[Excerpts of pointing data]
** START **

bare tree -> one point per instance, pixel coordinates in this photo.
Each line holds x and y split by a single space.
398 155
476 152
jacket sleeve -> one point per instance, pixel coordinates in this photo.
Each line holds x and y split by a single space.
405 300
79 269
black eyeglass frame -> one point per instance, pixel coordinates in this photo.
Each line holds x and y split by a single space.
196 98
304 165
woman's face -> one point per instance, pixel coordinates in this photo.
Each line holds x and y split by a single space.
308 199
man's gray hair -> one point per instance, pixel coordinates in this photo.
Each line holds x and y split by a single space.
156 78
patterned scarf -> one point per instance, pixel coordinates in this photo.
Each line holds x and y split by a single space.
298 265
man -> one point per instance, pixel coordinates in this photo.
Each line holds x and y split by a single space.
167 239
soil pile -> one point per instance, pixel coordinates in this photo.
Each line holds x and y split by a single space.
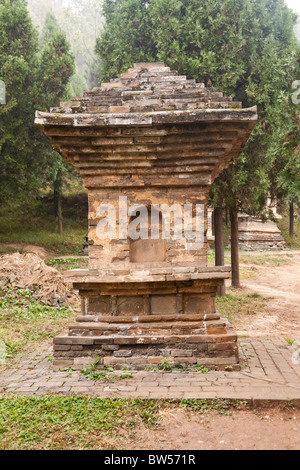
28 271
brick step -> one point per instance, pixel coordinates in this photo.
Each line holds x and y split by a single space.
144 339
147 318
157 329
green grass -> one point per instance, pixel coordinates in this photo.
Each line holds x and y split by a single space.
25 320
65 264
69 423
35 224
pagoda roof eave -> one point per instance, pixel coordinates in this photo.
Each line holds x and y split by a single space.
146 118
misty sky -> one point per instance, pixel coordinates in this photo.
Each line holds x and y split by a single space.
294 4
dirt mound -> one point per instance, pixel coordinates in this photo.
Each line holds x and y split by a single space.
28 271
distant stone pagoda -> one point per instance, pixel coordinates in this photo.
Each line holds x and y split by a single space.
149 138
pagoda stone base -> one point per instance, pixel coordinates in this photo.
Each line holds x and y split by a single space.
138 325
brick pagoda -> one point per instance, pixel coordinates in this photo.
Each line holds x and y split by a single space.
150 137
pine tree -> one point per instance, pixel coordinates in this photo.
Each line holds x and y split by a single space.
244 48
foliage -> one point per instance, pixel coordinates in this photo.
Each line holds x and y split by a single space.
33 80
74 422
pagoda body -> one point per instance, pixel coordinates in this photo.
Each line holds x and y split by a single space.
149 139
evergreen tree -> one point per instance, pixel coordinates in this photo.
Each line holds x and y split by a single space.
56 66
21 158
34 80
244 48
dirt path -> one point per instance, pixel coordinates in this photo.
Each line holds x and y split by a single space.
265 429
281 285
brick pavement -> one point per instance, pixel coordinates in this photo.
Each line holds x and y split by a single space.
267 374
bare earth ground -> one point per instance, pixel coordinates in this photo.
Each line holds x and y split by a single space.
281 284
265 428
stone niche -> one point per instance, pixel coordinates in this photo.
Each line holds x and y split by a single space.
148 140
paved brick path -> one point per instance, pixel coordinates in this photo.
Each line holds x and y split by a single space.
268 373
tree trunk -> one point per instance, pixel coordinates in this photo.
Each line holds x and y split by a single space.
234 227
292 220
219 244
58 203
59 215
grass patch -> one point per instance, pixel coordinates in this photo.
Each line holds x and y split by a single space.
25 320
65 264
283 224
95 372
35 224
83 423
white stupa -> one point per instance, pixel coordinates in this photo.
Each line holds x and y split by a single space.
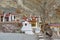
27 28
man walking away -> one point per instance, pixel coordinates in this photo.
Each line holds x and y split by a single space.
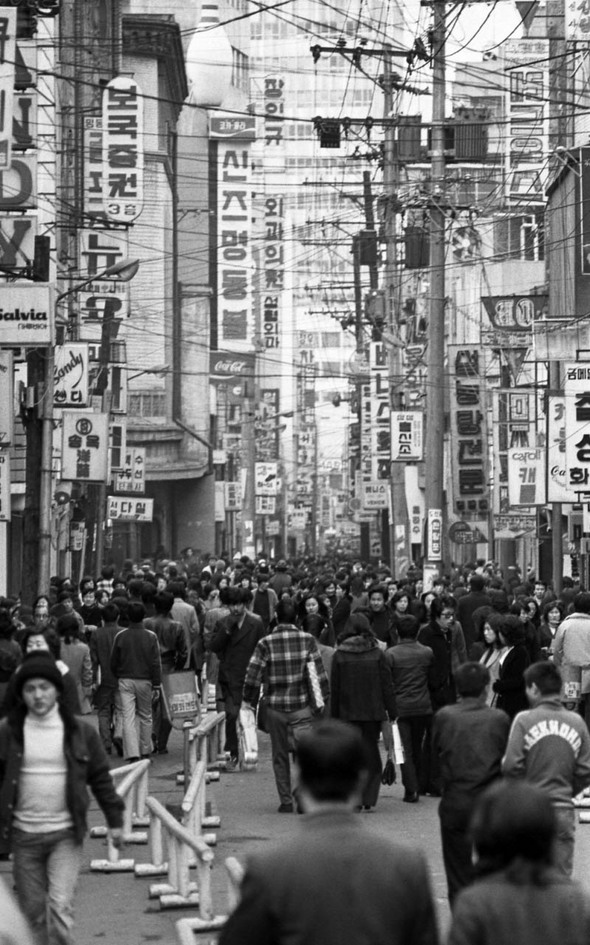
107 700
280 661
411 666
469 739
173 656
549 746
47 759
336 881
135 662
234 640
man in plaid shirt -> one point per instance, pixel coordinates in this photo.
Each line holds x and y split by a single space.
280 662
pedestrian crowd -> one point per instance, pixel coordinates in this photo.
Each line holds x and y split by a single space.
484 680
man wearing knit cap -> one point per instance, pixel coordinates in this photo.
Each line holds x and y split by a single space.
47 759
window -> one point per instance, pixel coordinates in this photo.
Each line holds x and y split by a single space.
147 404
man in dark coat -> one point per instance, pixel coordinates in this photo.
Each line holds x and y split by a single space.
234 640
469 739
337 880
466 605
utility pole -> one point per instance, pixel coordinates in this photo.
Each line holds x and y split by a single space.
434 439
398 542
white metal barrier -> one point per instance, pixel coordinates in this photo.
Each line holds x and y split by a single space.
235 875
186 928
131 784
174 847
194 806
203 742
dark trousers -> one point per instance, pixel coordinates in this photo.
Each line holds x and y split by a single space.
370 732
232 710
457 850
413 730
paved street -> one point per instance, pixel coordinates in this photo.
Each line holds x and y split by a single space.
115 909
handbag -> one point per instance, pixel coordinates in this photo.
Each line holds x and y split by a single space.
398 748
261 714
316 699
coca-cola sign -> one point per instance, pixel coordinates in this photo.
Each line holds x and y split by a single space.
224 365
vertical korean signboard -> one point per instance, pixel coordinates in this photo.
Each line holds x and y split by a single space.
526 64
85 446
380 411
122 149
577 429
469 430
7 72
232 249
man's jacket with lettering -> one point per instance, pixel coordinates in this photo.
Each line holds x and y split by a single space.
549 746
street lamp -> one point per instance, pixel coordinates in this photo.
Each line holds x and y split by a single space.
122 271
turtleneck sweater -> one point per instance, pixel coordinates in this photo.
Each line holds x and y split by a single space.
42 806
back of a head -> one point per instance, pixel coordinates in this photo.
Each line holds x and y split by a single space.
471 679
477 582
331 757
135 611
163 603
513 820
286 611
68 627
582 602
110 612
407 627
134 588
545 676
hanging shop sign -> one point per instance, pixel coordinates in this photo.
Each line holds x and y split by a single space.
26 315
123 509
122 150
266 479
380 411
526 476
7 75
557 489
232 247
515 312
469 430
526 66
5 502
233 496
577 430
131 477
85 446
273 266
71 375
6 398
407 436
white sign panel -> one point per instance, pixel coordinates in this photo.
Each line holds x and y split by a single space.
4 486
7 74
131 478
577 429
6 398
26 316
526 476
219 501
265 504
266 479
375 494
71 375
85 446
557 490
130 510
407 436
122 143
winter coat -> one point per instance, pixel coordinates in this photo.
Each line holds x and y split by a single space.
361 685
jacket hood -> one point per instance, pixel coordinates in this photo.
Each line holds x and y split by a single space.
359 644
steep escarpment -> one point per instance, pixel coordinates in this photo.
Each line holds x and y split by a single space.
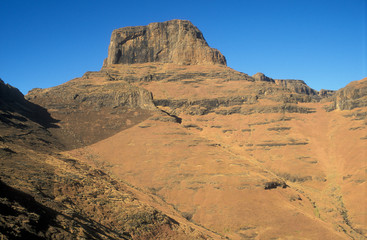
176 41
245 156
45 194
89 110
354 95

** END **

Copy the records above exactly, leaving out every picture.

- _Written solution_
bare tree -> one point per instance, pixel coordinates in this photo.
Each line holds x and y split by a single space.
398 155
476 152
jacket sleeve -> one point per instance, pixel coordinates in this photo.
Each line holds x and y split by a single space.
405 300
79 269
black eyeglass frame -> one point per instance, pixel coordinates in this photo.
Each line holds x and y split by a single space.
196 98
304 165
woman's face -> one point per instance, pixel coordinates in this photo.
Each line holds x and y split by a single space.
308 199
man's gray hair -> one point per instance, pixel coordinates in this photo.
Each line holds x and y split by a single space.
156 78
patterned scarf -> one point per instance, pixel coordinates in this photo.
Each line holds x and y split by a single space.
298 265
man -> one point per instance, pixel coordinates in this photo.
Each line holds x and y split by a single space.
167 239
soil pile -> one point per instance, pixel coordinates in this photo.
Each line holds x and y split by a single space.
28 271
brick step -> one point per instance, pixel coordinates in this photo.
Each line holds x and y split by a single space.
144 339
147 318
157 329
green grass -> one point per instance, pixel coordinates in this photo.
Each line holds x and y split by a single space.
25 320
65 264
69 423
35 224
pagoda roof eave -> one point per instance, pixel coordinates in this photo.
Each line holds x and y split by a single space.
146 118
misty sky -> one point per instance, pixel coordinates in this photo.
Each line holds x and y split by a single space.
294 4
dirt mound -> one point per instance, pixel coordinates in this photo.
Each line holds x and y split by a single space.
28 271
distant stone pagoda -> one point per instance, pixel coordinates in this photo.
Each line holds x and y split by a single space.
149 138
pagoda stone base -> one point per instance, pixel coordinates in this photo.
Each line holds x and y split by a single space.
138 325
brick pagoda -> one point per instance, pixel coordinates in this photo.
Each line holds x and y split by a single space.
150 137
pine tree -> one point per instance, pixel coordinates in this photo.
Each line holds x and y split by a single space.
244 48
foliage -> one point per instance, pixel coordinates in this photo.
Each line holds x and y split by a single space.
33 80
74 422
pagoda body -> one point per instance, pixel coordinates in this photo.
Each line holds x and y split by a single space.
149 139
evergreen tree -> one point per instance, pixel coordinates in this photo.
Each line holds x and y split by a single space.
56 66
21 158
34 80
244 48
dirt path -> one point per instance, pixel coordinates in this photo.
Each line holds x and y split by a single space.
265 429
281 285
brick pavement -> one point per instance, pixel coordinates in this photo.
Each line holds x and y split by a single space.
267 374
bare earth ground -> one point per instance, pixel coordinates in this photo.
Each line holds x and y split by a single space.
281 284
265 428
stone niche -> one point per instance, pixel coordinates in this photo.
Each line holds x and y split by a single space.
148 140
paved brick path -> one point per instance, pixel coordinates in this photo.
Each line holds x and y split by a single space.
268 373
tree trunk -> one point per instance, pixel coordinates in this photo.
Each line holds x and y split by a single space.
234 227
292 220
219 244
58 203
59 215
grass patch -> one point per instance, pixel coordinates in this photo.
Each line holds x and y split by a single space.
25 320
65 264
283 224
95 372
35 224
83 423
white stupa -> one point per instance, pixel coordinates in this photo.
Each line holds x and y split by a single space.
27 28
man walking away -> one point per instance, pixel coordinates in this photo.
Each line holds x and y split by a single space.
107 700
280 661
411 666
469 739
173 656
549 746
47 759
336 881
135 662
234 640
man in plaid shirt -> one point per instance, pixel coordinates in this photo.
Each line holds x and y split by a single space.
280 662
pedestrian crowd -> one point per instance, pixel coordinates in this photo.
Each line holds x and y split by a single space.
484 680
man wearing knit cap -> one point per instance, pixel coordinates in this photo.
Each line holds x and y split by a single space.
47 759
window -> one point per instance, pixel coordinates in this photo.
Each line holds x and y split by a single space.
147 404
man in dark coat -> one point per instance, pixel coordinates in this photo.
Each line holds x and y split by a single space.
234 640
469 739
337 880
466 605
utility pole -> one point per instance, pixel coordinates in this photo.
Each line holds x and y split by a single space.
434 439
398 542
white metal barrier -> one point per instance, pixel coordinates in this photo.
Each line holds x and y split by a single space.
235 875
186 928
131 784
174 847
194 806
203 742
dark trousers -> one point per instance, pixel coordinates in this photo.
Each line holds x and y split by a single space.
370 732
232 710
457 850
413 730
paved street -> one point per instance, pixel coordinates in this photo.
Each line holds x and y split by a single space.
115 909
handbag -> one point per instance, pixel coordinates in this photo.
Each line holds x and y split by a single space.
398 748
261 714
316 699
coca-cola sign -> one point per instance, pixel coordinates in this photo.
Each line holds x and y split by a single space.
224 365
vertical korean signboard -> one point per instance, pixel coordinates in this photo.
Each line holds x and y split by a single space.
526 64
85 446
380 411
122 149
577 429
469 430
7 72
232 249
man's jacket with lettering -> one point per instance, pixel coordinates in this photo.
Each line holds x and y split by a single space.
549 746
street lamp -> one point per instance, pixel coordinates in this photo.
Each line holds x and y split by a single space.
122 271
turtleneck sweater -> one point per instance, pixel coordinates in this photo.
Each line holds x and y split by a single space.
42 806
back of a head -> one point per instance, pixel coordinates in this photo.
Each line holds x and y split by a single space.
471 679
477 582
331 757
135 611
163 603
513 820
286 611
68 627
582 602
110 612
407 627
134 588
545 676
hanging shop sign -> one point per instance, pixel coordinates in this photo.
Each line holds x and y split by a single space.
26 315
123 509
122 150
266 479
380 411
526 476
7 75
557 489
232 247
515 312
469 430
526 66
5 502
233 496
577 430
131 477
85 446
273 266
71 375
6 398
407 436
white sign panel -> one point per instance, pixel coordinates in this photo.
Each line holds x and y split by a single space.
4 486
7 74
131 478
577 429
6 398
26 316
526 476
219 501
265 504
266 479
375 494
71 375
85 446
557 490
130 510
407 436
122 143
winter coat -> one point per instance, pixel coordinates in this photo.
Each line holds x and y split by a single space.
361 685
jacket hood -> one point per instance, pixel coordinates in this photo.
Each line holds x and y split by a single space.
359 644
steep escarpment -> one point per instance, pixel coordinates in this photo.
Each line holds x and y split by a single space.
176 41
245 156
45 194
89 110
354 95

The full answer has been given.